▶ [TRECHO PARA LEITURA]

“Mídia tradicional” virou uma expressão negativa. Como ela vai sobreviver?

De CEOs de tecnologia a políticos e até jornalistas, parece que todos encontraram um novo alvo favorito: a mídia tradicional

Crédito: Mike Van Sschoonderwalt/ Pexels

Joe Berkowitz 5 minutos de leitura

Na semana passada, o CEO da Meta, Mark Zuckerberg, anunciou que sua empresa não usaria mais verificadores de fatos. Ele foi bem claro sobre os motivos dessa decisão. “Depois que Trump foi eleito em 2016, a mídia tradicional não parava de dizer que a desinformação era uma ameaça à democracia”, disse Zuckerberg no vídeo.

“Fizemos um esforço genuíno para abordar essas preocupações sem nos tornarmos os árbitros da verdade. Mas os verificadores de fatos acabaram sendo politicamente tendenciosos e destruíram mais confiança do que criaram, especialmente nos EUA.”

Zuckerberg explicou que fundou o Facebook para “dar voz às pessoas” e sempre acreditou na importância de “proteger a liberdade de expressão”. Mas, nos últimos anos, ele sente que “governos e a mídia tradicional têm pressionado por mais censura”. 

Apontar o dedo para a mídia tradicional foi uma jogada estratégica para justificar uma decisão polêmica. Há anos, a mídia é alvo de críticas, mas agora o termo “mídia tradicional” se tornou praticamente um sinônimo de toxicidade.

DE ONDE VEIO O TERMO “MÍDIA TRADICIONAL”?

O conceito de “mídia tradicional” começou a ganhar força no início da era digital. Jeff Jarvis, professor de jornalismo e crítico de mídia, lembra-se de usar o termo em meados dos anos 1990, quando trabalhava como editor da versão online da “Advance”.

▶ [EXERCÍCIOS]
(1) Repita o trecho sobre a mídia tradicional, desde "De CEOs de tecnologia" até "Zuckerberg no vídeo.", sem alterar nenhuma palavra.
(2) Dê sequência ao texto sobre a mídia tradicional, começando logo após a última frase apresentada.

▶ [CONJUNTO DE DADOS]
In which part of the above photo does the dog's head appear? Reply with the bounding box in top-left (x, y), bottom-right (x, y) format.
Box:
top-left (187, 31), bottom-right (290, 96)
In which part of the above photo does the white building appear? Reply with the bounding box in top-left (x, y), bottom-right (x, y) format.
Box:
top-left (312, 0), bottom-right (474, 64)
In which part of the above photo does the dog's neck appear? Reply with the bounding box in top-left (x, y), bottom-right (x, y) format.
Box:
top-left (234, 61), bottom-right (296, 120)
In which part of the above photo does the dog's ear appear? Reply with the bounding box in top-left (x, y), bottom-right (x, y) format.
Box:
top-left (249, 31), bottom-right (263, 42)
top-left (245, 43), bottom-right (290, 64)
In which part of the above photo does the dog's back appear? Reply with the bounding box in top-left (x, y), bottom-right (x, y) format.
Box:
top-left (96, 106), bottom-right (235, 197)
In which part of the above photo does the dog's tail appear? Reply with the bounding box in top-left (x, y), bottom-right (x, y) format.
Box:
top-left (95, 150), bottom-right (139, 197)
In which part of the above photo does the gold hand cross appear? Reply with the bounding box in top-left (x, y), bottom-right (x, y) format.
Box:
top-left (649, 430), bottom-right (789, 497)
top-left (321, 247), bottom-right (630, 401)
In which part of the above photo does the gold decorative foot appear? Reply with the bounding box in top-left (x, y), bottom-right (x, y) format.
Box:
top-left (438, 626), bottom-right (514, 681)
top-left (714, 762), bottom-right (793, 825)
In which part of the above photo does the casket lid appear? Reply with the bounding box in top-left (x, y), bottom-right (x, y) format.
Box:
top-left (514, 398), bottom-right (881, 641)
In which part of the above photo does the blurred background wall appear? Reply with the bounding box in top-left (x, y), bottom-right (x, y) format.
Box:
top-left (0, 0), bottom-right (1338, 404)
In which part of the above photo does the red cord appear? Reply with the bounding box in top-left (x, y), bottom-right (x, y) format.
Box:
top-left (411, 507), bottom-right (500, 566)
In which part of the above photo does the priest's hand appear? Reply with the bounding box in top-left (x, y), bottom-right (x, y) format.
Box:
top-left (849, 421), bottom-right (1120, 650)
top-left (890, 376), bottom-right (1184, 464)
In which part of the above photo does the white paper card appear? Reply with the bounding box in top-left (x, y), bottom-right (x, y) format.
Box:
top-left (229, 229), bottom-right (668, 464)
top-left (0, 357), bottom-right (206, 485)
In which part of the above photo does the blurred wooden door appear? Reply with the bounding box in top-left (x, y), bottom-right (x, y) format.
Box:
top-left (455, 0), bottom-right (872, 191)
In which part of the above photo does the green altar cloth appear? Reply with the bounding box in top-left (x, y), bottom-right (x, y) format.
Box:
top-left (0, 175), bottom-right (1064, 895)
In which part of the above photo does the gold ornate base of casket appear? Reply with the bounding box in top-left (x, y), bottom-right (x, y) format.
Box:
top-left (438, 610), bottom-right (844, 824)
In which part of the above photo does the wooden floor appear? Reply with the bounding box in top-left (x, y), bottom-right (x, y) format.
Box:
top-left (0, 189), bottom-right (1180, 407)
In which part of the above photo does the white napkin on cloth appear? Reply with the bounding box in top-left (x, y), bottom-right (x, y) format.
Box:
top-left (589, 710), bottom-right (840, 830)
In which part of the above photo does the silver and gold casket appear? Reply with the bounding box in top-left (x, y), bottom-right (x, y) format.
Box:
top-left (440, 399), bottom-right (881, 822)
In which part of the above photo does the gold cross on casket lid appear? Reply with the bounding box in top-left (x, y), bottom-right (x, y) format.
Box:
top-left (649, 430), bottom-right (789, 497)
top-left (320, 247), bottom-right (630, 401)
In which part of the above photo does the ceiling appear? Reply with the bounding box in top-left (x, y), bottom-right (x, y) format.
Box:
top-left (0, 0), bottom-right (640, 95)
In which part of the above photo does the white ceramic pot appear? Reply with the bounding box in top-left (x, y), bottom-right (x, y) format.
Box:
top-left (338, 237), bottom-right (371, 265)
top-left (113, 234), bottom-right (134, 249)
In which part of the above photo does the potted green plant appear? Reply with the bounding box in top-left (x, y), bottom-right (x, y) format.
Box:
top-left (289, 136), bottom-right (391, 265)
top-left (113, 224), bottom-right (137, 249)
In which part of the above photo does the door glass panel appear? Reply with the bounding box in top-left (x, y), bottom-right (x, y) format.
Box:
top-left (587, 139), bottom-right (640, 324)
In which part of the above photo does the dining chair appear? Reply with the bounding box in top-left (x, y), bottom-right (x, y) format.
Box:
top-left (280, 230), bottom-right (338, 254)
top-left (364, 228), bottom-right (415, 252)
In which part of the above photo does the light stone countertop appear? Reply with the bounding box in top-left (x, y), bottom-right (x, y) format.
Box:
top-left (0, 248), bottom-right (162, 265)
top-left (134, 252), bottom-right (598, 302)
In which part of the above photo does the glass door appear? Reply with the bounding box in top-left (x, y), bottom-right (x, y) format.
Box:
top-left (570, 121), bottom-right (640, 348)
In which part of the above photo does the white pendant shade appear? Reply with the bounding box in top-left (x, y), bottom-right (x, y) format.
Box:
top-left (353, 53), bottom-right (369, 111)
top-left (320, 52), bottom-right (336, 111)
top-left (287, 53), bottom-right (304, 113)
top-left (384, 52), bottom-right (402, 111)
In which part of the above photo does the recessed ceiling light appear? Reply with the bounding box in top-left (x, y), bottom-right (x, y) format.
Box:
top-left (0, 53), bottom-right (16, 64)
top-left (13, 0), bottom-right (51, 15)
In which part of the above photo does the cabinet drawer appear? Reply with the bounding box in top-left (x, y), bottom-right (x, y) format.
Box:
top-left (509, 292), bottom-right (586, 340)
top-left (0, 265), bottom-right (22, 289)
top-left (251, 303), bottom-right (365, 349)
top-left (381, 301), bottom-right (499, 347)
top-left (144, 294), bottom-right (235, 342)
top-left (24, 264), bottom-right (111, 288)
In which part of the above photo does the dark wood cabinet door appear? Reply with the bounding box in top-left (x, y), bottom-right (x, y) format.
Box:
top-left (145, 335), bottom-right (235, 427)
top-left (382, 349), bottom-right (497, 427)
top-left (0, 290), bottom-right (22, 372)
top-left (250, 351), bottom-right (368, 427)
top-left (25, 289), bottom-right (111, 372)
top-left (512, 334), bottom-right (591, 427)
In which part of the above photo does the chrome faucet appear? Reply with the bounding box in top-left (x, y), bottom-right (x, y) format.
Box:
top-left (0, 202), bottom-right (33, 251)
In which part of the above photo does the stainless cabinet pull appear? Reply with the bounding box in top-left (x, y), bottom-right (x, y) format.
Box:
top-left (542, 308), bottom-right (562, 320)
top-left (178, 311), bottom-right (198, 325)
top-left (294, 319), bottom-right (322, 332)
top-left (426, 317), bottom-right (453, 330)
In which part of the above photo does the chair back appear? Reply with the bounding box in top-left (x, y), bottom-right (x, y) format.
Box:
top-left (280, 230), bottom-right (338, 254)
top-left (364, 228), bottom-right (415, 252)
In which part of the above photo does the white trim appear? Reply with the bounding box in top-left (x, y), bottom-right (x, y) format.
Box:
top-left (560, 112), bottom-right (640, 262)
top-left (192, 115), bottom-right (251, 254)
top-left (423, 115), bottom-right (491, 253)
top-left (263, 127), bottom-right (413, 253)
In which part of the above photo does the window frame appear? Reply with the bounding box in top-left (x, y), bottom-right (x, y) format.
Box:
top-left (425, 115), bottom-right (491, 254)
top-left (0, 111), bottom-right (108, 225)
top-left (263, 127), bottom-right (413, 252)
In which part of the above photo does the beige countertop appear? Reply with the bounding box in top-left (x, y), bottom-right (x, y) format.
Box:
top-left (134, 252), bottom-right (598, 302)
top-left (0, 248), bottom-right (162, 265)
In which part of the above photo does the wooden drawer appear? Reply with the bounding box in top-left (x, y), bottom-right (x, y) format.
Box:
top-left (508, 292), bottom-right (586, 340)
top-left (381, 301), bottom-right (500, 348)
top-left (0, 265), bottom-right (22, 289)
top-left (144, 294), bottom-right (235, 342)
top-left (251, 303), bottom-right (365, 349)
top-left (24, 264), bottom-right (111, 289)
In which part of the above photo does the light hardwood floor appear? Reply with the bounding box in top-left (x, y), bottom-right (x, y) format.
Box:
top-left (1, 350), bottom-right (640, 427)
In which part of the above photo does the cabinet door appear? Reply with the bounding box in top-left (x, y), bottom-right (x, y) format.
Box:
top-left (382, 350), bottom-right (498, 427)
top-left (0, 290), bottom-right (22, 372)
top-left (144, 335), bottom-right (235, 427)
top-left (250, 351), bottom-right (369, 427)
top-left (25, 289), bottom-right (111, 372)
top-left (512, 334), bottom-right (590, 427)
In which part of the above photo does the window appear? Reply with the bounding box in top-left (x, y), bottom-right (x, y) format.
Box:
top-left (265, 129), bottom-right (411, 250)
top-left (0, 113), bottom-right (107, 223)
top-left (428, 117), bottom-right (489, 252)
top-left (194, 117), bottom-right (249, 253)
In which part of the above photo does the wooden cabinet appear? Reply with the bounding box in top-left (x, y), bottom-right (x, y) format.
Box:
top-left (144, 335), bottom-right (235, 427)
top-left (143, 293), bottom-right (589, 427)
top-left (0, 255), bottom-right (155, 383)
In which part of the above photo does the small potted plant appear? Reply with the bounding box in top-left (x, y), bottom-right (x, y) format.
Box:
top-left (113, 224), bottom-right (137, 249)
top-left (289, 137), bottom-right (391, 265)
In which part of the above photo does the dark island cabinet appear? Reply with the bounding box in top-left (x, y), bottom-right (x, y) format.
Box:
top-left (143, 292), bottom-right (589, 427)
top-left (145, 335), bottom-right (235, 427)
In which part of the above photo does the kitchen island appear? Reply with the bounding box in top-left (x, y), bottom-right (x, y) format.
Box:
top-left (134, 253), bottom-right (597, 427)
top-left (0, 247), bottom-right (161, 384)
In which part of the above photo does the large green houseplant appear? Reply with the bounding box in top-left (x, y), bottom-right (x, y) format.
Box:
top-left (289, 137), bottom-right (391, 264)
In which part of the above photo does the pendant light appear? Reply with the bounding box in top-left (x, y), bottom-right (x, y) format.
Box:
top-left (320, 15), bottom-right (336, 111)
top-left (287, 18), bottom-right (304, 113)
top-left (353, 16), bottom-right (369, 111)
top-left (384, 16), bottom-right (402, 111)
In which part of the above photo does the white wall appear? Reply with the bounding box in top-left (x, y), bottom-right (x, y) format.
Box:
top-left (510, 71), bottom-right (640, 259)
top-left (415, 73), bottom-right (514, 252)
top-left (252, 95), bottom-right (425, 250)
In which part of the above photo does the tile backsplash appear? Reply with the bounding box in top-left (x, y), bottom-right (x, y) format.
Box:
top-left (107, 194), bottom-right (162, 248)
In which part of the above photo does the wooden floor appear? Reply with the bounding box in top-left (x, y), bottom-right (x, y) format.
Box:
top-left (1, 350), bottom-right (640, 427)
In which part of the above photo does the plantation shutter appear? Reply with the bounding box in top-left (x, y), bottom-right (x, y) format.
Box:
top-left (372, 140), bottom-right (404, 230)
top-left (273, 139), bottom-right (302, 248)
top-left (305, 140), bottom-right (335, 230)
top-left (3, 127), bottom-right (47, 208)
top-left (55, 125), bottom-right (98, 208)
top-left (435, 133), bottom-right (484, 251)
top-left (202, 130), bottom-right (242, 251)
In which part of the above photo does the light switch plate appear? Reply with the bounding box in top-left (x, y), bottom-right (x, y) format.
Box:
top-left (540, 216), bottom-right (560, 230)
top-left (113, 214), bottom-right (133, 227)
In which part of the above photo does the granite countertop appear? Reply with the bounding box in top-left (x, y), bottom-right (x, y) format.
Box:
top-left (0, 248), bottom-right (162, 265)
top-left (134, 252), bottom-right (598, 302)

▶ [RESPOSTAS POR EXERCÍCIO]
(1)
De CEOs de tecnologia a políticos e até jornalistas, parece que todos encontraram um novo alvo favorito: a mídia tradicional

Crédito: Mike Van Sschoonderwalt/ Pexels

Joe Berkowitz 5 minutos de leitura

Na semana passada, o CEO da Meta, Mark Zuckerberg, anunciou que sua empresa não usaria mais verificadores de fatos. Ele foi bem claro sobre os motivos dessa decisão. “Depois que Trump foi eleito em 2016, a mídia tradicional não parava de dizer que a desinformação era uma ameaça à democracia”, disse Zuckerberg no vídeo.

(2)
Naquela época, os veículos de comunicação começaram a marcar presença na internet, separadamente das suas edições impressas. Blogs populares também começaram a surgir, mas enfrentavam dificuldades para serem levados a sério.

Enquanto jornais e emissoras de TV eram considerados legítimos, conteúdos publicados exclusivamente na internet muitas vezes nem sequer eram reconhecidos como jornalismo. Segundo Jarvis, o rótulo “tradicional” surgiu em resposta a esse preconceito. “Como a mídia tradicional zombava de nós, devolvíamos na mesma moeda”, ele explica.

O termo passou a englobar jornais, revistas, rádio e televisão. Mas, com o tempo, esses veículos perderam o monopólio da legitimidade no jornalismo. Quando blogs como o Drudge Report começaram a publicar grandes furos – como o escândalo envolvendo Bill Clinton e a estagiária da Casa Branca Monica Lewinsky –, o “The New York Times” e outros grandes jornais tiveram que dividir o protagonismo com a mídia digital.

Isso abriu caminho para uma era em que veículos como o “BuzzFeed News” podiam até ganhar um prêmio Pulitzer. Mas, se a legitimidade podia surgir de qualquer canto da internet, ela também podia ser questionada em qualquer veículo tradicional.

DE “TRADICIONAL” À “PROPAGADORA DE FAKE NEWS”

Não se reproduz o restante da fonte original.